Work to complete —
List all the lines in these records that hold "lawn".

• • • • •

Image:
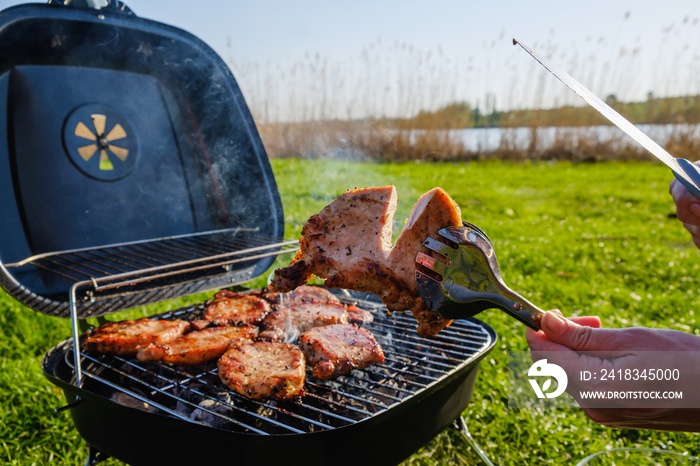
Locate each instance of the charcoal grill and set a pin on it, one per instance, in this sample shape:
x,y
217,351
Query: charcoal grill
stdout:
x,y
131,172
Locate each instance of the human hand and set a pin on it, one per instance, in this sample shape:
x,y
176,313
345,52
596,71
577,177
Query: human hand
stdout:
x,y
579,343
687,209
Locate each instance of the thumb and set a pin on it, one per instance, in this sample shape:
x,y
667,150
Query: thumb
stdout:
x,y
572,335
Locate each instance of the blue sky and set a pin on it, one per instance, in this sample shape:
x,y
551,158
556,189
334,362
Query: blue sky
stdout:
x,y
376,56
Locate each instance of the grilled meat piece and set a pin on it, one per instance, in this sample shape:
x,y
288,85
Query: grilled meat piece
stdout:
x,y
359,316
264,370
336,350
349,244
231,308
287,322
197,347
312,294
126,337
302,294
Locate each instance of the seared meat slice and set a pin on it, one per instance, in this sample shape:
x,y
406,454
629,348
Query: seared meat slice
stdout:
x,y
126,337
302,294
359,316
312,294
231,308
336,350
197,347
348,243
264,370
286,323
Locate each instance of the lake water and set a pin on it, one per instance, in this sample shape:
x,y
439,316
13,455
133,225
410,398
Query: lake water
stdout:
x,y
491,139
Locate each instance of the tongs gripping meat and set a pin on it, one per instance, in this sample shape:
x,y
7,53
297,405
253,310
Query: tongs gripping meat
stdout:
x,y
470,280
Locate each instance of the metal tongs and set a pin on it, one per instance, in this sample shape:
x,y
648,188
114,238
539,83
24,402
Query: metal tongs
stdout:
x,y
470,281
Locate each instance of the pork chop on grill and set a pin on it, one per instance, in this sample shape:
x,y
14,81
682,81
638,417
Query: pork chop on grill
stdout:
x,y
288,321
197,347
232,308
349,244
336,350
264,370
124,338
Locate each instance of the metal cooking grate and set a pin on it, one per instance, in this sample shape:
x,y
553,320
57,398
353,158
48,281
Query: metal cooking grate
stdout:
x,y
413,364
102,280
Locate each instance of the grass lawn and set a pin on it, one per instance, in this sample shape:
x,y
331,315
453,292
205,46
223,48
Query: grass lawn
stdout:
x,y
587,239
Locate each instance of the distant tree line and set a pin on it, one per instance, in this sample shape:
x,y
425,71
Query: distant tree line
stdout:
x,y
666,110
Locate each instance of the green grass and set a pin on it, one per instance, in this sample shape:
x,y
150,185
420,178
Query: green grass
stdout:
x,y
587,239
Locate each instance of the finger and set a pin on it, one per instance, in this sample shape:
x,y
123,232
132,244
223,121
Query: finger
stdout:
x,y
587,321
574,336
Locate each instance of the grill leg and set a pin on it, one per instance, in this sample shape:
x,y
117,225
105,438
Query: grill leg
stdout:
x,y
95,456
461,425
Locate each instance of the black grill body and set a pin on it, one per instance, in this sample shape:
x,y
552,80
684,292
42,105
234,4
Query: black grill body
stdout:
x,y
131,172
116,129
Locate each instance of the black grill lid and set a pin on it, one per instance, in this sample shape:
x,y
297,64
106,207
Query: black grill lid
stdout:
x,y
117,130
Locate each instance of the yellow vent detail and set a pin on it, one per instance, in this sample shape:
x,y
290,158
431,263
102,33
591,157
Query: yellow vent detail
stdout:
x,y
101,142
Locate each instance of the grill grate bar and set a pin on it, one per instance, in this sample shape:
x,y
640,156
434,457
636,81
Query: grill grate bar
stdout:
x,y
172,255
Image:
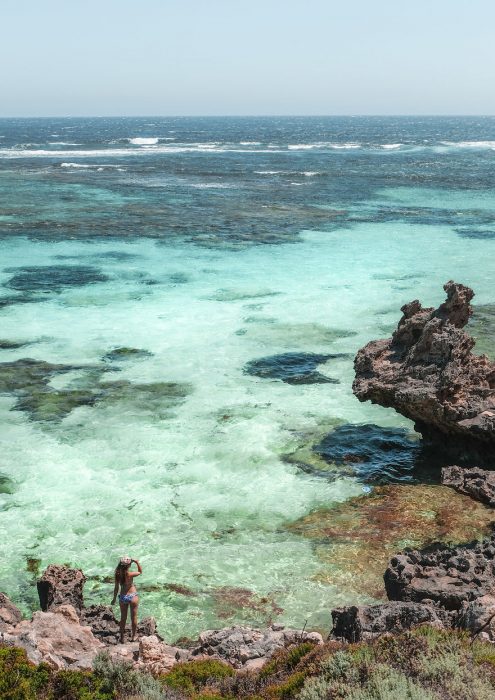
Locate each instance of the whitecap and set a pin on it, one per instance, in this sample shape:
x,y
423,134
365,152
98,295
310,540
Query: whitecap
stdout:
x,y
144,141
470,144
96,166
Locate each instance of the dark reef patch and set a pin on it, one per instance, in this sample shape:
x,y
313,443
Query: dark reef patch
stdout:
x,y
29,382
123,353
53,278
6,484
292,367
377,455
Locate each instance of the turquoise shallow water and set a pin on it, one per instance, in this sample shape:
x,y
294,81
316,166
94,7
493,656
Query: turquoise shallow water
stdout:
x,y
214,243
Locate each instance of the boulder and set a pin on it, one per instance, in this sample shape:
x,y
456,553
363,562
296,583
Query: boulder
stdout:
x,y
10,616
448,576
61,585
475,482
56,638
355,623
428,373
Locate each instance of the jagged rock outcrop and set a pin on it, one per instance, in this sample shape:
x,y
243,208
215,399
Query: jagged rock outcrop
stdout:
x,y
428,373
57,638
105,625
354,623
60,585
10,616
475,482
248,648
448,577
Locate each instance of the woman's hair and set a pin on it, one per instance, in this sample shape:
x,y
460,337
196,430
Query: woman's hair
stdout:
x,y
121,571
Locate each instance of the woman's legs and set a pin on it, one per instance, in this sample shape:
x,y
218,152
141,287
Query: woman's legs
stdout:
x,y
134,606
123,620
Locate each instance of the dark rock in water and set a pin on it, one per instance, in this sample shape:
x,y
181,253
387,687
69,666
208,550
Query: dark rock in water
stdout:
x,y
292,368
17,299
355,623
6,484
9,614
482,328
28,375
124,353
475,482
427,372
449,576
28,381
60,585
376,454
53,278
11,345
476,234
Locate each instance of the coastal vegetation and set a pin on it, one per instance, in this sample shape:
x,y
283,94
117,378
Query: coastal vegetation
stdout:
x,y
423,664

• • • • •

Answer to this task —
Locate each instance of the grass lawn and set a pin on it, one per instance, in this sample shape:
Query: grass lawn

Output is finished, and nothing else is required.